NOTICE: NOT FOR OFFICIAL PUBLICATION.
UNDER ARIZONA RULE OF THE SUPREME COURT 111(c), THIS DECISION IS NOT PRECEDENTIAL
AND MAY BE CITED ONLY AS AUTHORIZED BY RULE.
IN THE
ARIZONA COURT OF APPEALS
DIVISION ONE
STATE OF ARIZONA, Appellee,
v.
JAMES GODREY MORPHIS, III, Appellant.
No. 1 CA-CR 18-0177
FILED 8-8-2019
Appeal from the Superior Court in Maricopa County
No. CR2016-126427-001
The Honorable Dean M. Fink, Judge
AFFIRMED
COUNSEL
Arizona Attorney General’s Office, Phoenix
By Michael O’Toole
Counsel for Appellee
DM Cantor, Phoenix
By Christine Whalin, Jazmyn Taitingfong
Counsel for Appellant
STATE v. MORPHIS
Decision of the Court
MEMORANDUM DECISION
Presiding Judge Randall M. Howe delivered the decision of the Court, in
which Judge Jennifer M. Perkins and Judge David D. Weinzweig joined.

▸ Directions for this task
Answer these questions from the court decision header.
(a) What case number does the appeal carry in the Arizona Court of Appeals?
(b) Which judge is named for the Superior Court in Maricopa County?
(c) Who delivered the decision of the Court?

▸ Data extracts
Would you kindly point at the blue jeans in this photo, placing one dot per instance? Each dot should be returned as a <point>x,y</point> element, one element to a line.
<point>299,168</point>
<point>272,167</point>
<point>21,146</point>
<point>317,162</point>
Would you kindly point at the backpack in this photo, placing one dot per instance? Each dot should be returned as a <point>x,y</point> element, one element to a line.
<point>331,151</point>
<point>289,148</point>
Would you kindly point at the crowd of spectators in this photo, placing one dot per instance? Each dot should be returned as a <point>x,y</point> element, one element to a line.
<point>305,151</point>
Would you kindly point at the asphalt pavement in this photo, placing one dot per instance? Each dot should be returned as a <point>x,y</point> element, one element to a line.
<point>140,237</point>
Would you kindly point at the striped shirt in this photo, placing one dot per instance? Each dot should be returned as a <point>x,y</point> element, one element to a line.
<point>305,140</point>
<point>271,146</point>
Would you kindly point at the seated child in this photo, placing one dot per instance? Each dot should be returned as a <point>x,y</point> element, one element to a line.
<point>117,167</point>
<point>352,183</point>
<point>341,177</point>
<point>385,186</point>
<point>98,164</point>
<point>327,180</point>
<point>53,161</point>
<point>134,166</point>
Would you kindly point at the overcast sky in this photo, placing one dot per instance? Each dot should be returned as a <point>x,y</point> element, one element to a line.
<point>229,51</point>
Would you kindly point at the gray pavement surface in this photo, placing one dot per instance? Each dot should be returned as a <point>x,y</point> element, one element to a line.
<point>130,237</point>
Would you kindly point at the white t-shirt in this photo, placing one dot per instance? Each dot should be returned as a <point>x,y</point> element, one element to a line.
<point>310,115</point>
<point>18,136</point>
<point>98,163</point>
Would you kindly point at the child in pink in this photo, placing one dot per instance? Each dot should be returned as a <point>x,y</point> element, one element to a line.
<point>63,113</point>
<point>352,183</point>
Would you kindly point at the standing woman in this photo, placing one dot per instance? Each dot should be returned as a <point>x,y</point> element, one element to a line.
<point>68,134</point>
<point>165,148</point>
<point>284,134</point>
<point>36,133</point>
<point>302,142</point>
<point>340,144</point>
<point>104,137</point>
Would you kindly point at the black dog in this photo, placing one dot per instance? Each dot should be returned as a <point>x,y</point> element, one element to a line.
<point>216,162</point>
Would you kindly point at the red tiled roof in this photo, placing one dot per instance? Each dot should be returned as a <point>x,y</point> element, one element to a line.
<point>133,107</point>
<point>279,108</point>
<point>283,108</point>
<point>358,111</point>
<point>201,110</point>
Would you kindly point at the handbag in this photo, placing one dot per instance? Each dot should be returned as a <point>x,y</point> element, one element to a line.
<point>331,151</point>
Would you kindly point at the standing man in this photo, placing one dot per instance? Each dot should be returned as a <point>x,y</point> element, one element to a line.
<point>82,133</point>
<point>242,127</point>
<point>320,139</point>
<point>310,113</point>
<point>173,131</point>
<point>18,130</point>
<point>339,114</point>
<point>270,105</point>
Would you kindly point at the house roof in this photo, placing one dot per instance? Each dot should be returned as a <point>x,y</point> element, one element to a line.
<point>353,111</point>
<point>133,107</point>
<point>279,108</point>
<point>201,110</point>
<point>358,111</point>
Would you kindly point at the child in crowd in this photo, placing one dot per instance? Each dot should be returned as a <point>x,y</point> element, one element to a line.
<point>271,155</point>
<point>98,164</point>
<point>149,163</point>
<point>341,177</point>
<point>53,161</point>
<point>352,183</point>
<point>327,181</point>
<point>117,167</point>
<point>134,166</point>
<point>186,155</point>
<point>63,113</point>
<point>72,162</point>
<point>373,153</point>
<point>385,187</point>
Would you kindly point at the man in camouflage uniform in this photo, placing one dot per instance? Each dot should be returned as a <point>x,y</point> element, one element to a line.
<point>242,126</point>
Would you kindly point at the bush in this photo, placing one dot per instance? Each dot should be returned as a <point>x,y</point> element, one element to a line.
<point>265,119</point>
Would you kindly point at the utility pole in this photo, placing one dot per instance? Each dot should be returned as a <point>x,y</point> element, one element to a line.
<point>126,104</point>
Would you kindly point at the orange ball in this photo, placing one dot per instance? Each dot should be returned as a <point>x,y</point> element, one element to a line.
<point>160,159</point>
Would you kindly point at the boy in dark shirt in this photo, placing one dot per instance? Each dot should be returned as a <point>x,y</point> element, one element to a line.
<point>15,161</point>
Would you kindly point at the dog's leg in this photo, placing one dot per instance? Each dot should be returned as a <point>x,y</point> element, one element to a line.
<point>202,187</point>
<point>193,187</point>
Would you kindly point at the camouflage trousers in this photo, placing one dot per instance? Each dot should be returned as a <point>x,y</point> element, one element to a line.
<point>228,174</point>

▸ Response area
(a) No. 1 CA-CR 18-0177
(b) The Honorable Dean M. Fink
(c) Presiding Judge Randall M. Howe